DATA SHOWN START

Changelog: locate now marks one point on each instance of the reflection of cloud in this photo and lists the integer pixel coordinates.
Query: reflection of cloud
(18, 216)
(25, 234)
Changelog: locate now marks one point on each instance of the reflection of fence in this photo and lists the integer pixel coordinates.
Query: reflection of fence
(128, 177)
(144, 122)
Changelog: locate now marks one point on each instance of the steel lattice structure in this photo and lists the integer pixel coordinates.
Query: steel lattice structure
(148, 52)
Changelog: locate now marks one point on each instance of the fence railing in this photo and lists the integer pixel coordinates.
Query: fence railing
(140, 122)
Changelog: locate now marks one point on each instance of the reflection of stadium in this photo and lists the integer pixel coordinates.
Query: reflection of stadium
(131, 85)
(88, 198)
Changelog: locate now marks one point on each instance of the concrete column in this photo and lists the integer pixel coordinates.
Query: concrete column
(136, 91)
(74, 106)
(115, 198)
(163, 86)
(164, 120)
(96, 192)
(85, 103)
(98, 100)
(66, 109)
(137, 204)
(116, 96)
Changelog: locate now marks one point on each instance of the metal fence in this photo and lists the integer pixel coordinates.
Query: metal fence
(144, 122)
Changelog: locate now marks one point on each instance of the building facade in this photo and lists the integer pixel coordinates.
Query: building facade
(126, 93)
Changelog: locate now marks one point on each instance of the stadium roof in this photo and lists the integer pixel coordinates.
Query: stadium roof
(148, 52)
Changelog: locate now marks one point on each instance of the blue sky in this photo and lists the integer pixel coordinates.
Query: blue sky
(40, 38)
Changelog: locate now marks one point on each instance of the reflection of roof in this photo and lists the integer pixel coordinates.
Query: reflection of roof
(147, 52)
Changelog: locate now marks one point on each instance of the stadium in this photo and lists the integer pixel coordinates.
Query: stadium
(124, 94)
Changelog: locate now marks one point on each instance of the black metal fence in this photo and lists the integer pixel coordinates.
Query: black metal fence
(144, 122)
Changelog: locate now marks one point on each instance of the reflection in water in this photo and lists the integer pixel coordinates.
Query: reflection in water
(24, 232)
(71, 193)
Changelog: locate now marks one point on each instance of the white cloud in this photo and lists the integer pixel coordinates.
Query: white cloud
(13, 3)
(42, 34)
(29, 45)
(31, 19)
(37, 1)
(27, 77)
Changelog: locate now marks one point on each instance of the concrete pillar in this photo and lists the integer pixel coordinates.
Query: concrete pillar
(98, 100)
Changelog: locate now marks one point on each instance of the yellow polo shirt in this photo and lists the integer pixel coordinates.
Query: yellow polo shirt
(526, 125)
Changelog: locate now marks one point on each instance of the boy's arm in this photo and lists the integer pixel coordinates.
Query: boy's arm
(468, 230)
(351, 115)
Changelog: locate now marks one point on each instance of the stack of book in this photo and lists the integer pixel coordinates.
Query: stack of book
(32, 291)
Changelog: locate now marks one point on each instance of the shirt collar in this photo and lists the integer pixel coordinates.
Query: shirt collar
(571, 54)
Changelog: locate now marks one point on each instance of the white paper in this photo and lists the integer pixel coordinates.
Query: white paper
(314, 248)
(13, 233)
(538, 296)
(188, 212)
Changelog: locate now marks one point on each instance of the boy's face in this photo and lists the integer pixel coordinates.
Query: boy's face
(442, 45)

DATA SHOWN END

THE TASK> Your answer should be the full listing, copied exactly.

OUTPUT>
Changelog: locate now marks one point on each instance of the reflection of cloud in this photo and lists the integer pixel coordinates.
Query: reflection of cloud
(18, 216)
(25, 234)
Changelog: locate now marks one point on each instance of the reflection of fence in this photo and lists the integer pixel coordinates.
Query: reflection of fence
(128, 177)
(144, 122)
Changelog: locate now marks one point on each instance of the steel lattice structure in this photo and lists the integer pixel coordinates.
Query: steel lattice structure
(148, 52)
Changelog: locate now marks one point on each instance of the fence railing in this photo and lists the integer pixel coordinates.
Query: fence railing
(140, 122)
Changelog: locate now marks one point on each instance of the reflection of stadium in this photo and lists the integer pixel coordinates.
Query: reflection of stadium
(131, 85)
(88, 198)
Changelog: locate now marks one point on each instance of the concrete column in this photo and lists the integer pixel coordinates.
Query: concrete column
(136, 91)
(74, 106)
(115, 198)
(163, 86)
(164, 120)
(96, 192)
(85, 103)
(98, 100)
(66, 109)
(137, 204)
(116, 96)
Changelog: locate now marks one point on each instance of the metal fence in this photo and lists the integer pixel coordinates.
Query: metal fence
(144, 122)
Changelog: locate now marks one point on each instance of the building facade in this photo and lists the integer pixel coordinates.
Query: building facade
(126, 93)
Changelog: locate now marks one point on each instance of the stadium roof in this photo and lists the integer pixel coordinates.
Query: stadium roof
(148, 52)
Changelog: locate now marks one point on each instance of the blue sky in this photo and lists the integer pixel coordinates.
Query: blue sky
(40, 38)
Changelog: locate now marks one point on each instance of the reflection of roof in this photo and lists the integer pixel coordinates.
Query: reflection of roof
(147, 52)
Changelog: locate now marks one point on each instance of the stadium in this photo and lists the integer pixel coordinates.
Query: stadium
(124, 94)
Changelog: locate now marks one point on each instance of the black metal fence in this photo and lists the integer pixel coordinates.
Query: black metal fence
(144, 122)
Changelog: locate now marks one point on each instance of the reflection in water in this photo and lists the integer pixel coordinates.
Query: reflection in water
(24, 232)
(71, 193)
Changelog: locate now marks one point on each instance of the white cloud in this photo and lists the integer pixel coordinates.
Query: white cloud
(13, 3)
(42, 34)
(29, 45)
(31, 19)
(37, 1)
(27, 77)
Changelog: locate now marks one point on each instance of the concrete pillar in this photo and lists the integer pixel coordinates.
Query: concrete pillar
(98, 100)
Changelog: locate now marks one point on each instance of the yellow polo shirt in this photo and lists the integer pixel coordinates.
Query: yellow polo shirt
(526, 125)
Changelog: locate now marks one point on each instance of the boy's arm in this photo and lists the integer pixel coordinates.
Query: boy's arm
(468, 230)
(351, 115)
Changelog: locate now marks one point on each instance of the stack of book in this photo and lists the integer pixel coordinates.
Query: stack of book
(32, 291)
Changelog: locate now marks one point on each instance of the shirt collar in this photo and lists the integer pixel coordinates.
Query: shirt collar
(571, 54)
Changelog: locate now marks one point on each instance of the white paper in this photo and lists the integer pixel coordinates.
Query: white paper
(314, 248)
(13, 233)
(538, 296)
(188, 212)
Changelog: locate now marks one point on each instance of the boy's face in this photo and lists the integer pixel coordinates.
Query: boy's face
(442, 45)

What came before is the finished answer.